[Point annotation dataset records]
^^^^^^^^^^^^^^^^
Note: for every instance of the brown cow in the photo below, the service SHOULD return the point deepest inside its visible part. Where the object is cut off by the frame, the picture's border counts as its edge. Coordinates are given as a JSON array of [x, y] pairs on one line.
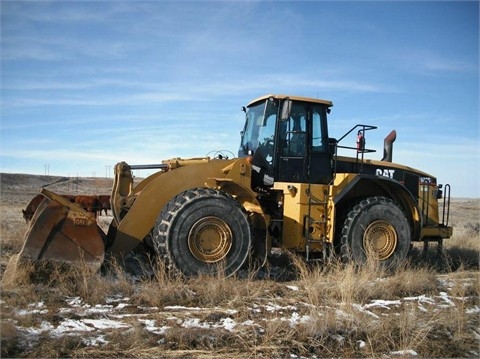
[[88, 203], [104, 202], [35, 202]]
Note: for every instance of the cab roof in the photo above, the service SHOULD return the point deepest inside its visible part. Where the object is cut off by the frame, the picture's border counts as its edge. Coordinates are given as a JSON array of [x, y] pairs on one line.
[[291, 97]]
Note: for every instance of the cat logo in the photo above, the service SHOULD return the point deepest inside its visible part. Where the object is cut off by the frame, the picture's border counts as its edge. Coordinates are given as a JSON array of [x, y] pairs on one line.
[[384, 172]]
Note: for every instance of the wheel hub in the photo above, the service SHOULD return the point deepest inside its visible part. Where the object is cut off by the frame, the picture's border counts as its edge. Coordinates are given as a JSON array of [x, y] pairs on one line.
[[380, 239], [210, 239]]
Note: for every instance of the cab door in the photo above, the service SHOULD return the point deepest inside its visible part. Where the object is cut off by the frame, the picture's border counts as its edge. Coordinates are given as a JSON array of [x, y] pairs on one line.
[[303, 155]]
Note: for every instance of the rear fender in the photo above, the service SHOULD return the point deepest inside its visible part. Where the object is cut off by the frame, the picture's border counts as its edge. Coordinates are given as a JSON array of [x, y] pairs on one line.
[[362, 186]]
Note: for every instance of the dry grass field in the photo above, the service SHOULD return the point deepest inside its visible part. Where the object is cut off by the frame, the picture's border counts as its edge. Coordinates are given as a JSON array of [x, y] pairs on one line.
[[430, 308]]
^^^^^^^^^^^^^^^^
**EXERCISE REQUIREMENTS**. Give the records above as a JSON list of strings, one string per line, with blank lines left out. Leave the pictures out of your answer.

**RESPONSE**.
[
  "Note: for every instance of the brown cow in the photo below, the service SHOULD return the point deepest inside its visible part. Where the object is cut off by the frame, the picture's border counts as its edge. Coordinates are given as a JSON array of [x, y] pairs on one line.",
  "[[88, 203], [104, 202], [35, 202]]",
  "Note: for every instance of the cab roof in the photo above, the service SHOULD return the point deepest inside its visible part. Where the object is cut off by the frame, the picture's border counts as its edge. Coordinates are given as a JSON array of [x, y] pairs on one line.",
  "[[291, 97]]",
  "Note: for every instance of the cat logo in the photo above, the service SHOULD return the point deepest inside its visible part. Where the object is cut off by the frame, the picture's border counts as its edge. Coordinates are given as a JSON array of [x, y] pairs on one line.",
  "[[384, 172]]",
  "Note: for every instance of the wheel hub in the photo above, the service SHOULD return the point deepest inside its visible part. Where the object is cut off by the frame, the picture's border counts as its edge. Coordinates are given as a JSON array of [x, y] pairs on one line.",
  "[[380, 239], [210, 239]]",
  "Note: for every instance of the cab door in the photo above, the service SHOULD return the point deepest inside its visible part. Where the object is cut off by the frame, the picture's border counts as its edge. Coordinates are given as a JSON array of [x, y] pairs on one line.",
  "[[303, 155]]",
  "Note: for every instance of the rear fender in the photo above, the service SHOULD return the point deepest inside its visible part. Where the object is cut off by the frame, the picture's border counts as its edge. Coordinates are given as a JSON array of [x, y] pairs on one line.",
  "[[362, 186]]",
  "Note: for every instance of the dry grass field in the photo above, the service SHOULD return the point deepest inside its visible part. Where the object is cut off by the frame, the picture's border counts as its edge. Coordinates are given as a JSON array of [x, y] pairs on one line.",
  "[[430, 308]]"
]